▶ [Фрагмент]
⁂

Книгоедство - Александр Етоев
Шрифт:
Интервал:
Закладка:
Во времена моего детства во всех витринах всех букинистических магазинов тогдашнего Ленинграда лежали покрытые пылью зеленые томики Чарльза Диккенса. Не дореволюционного, сойкинского, а советского, начала 60-х, выходившего в 30-ти томах. Тома Диккенса в начале 70-х уценивались до 10 копеек, и весь комплект продавался за 3 тогдашних рубля. Поэтому для меня Диккенс всегда ассоциировался со скукой, витринной пылью, литературой какого-то позавчерашнего дня. Переворот в моем отношении к Диккенсу произошел уже в 80-е годы, когда моя будущая жена всучила мне в руки «Дэвида Копперфильда» и сказала буквально следующее: «Если не прочитаешь, хер когда на мне женишься!». Я был вынужден взяться за этот многостраничный том. Результатом стали покупка вышеупомянутого зеленого многотомника и далее запойное чтение всех вошедших туда романов. Поэтому, говоря о Диккенсе, я говорю про него пристрастно.
У Диккенса хорошо практически все. И сентиментальные слезы его рождественских повестей, и гротескные фигуры злодеев, и фантастические описания существующих и несуществующих городов, и благородные поступки героев, и хэппи-энды его ранних романов.

⁂

▶ [Задачи для решения]
1. Что именно, согласно фрагменту о Диккенсе, у него хорошо? Перечислите всё, что названо после слов «У Диккенса хорошо практически все».
2. Ответьте на вопросы по фрагменту о Диккенсе:
(a) В скольких томах выходило советское издание Диккенса начала 60-х?
(b) За сколько рублей продавался весь комплект в начале 70-х?
(c) Какую книгу будущая жена вручила рассказчику в 80-е годы?
Отвечайте, опираясь только на фрагмент.

▶ [Извлечённые данные]
⁂

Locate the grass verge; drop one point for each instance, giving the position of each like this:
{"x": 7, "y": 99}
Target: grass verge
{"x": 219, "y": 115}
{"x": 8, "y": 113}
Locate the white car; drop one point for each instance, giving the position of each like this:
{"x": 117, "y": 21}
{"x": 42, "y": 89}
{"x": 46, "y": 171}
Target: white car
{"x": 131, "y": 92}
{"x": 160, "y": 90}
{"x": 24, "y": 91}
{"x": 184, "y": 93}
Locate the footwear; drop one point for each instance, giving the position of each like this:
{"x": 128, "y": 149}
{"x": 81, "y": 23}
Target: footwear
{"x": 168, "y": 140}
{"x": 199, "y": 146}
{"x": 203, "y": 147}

⁂

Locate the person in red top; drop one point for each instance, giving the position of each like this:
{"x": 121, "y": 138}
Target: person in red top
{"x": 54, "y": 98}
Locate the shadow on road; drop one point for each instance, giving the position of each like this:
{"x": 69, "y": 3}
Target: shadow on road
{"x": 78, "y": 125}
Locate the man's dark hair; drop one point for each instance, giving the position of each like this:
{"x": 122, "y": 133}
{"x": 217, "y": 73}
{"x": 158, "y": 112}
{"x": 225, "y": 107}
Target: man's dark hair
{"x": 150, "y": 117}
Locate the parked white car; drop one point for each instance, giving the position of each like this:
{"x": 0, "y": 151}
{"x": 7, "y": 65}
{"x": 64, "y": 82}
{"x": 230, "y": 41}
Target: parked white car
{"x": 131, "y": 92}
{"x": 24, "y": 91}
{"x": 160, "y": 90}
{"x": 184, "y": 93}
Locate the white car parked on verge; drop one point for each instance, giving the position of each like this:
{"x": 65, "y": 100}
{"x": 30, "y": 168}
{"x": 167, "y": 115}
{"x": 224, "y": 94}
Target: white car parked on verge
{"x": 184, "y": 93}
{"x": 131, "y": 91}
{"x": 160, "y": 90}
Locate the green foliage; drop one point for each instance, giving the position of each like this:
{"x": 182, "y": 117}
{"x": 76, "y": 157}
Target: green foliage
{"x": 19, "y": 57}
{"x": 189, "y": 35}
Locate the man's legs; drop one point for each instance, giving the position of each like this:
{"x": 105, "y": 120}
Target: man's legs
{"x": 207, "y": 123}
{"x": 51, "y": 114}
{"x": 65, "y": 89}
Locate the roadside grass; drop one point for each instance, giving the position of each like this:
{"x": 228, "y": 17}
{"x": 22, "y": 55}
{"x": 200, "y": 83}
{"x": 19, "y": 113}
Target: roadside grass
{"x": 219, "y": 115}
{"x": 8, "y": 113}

⁂

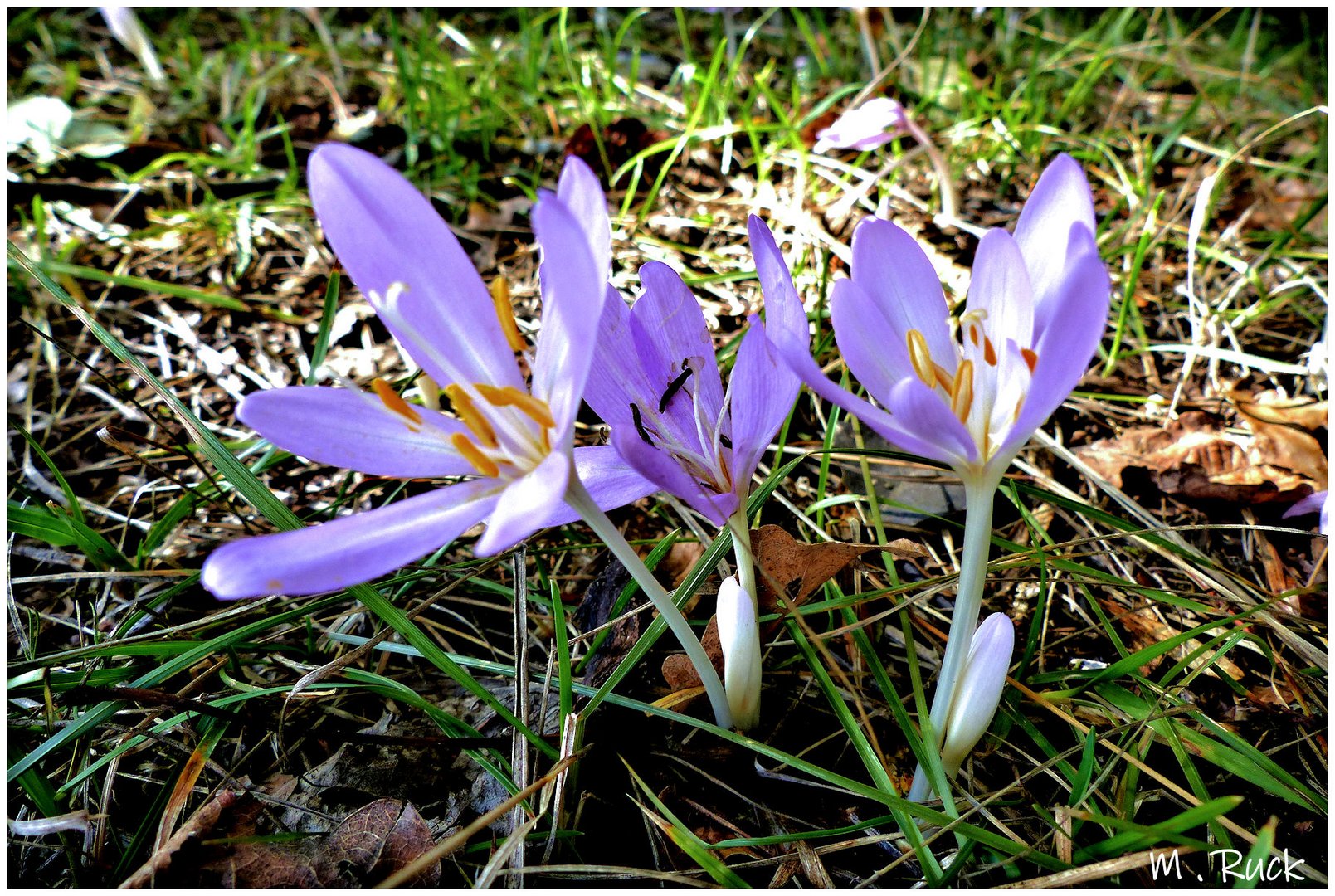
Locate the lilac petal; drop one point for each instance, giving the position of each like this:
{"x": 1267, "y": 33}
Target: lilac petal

⁂

▶ [Ответы к задачам]
1.
- сентиментальные слезы его рождественских повестей
- гротескные фигуры злодеев
- фантастические описания существующих и несуществующих городов
- благородные поступки героев
- хэппи-энды его ранних романов

2.
(a) В 30 томах.
(b) За 3 рубля.
(c) «Дэвида Копперфильда».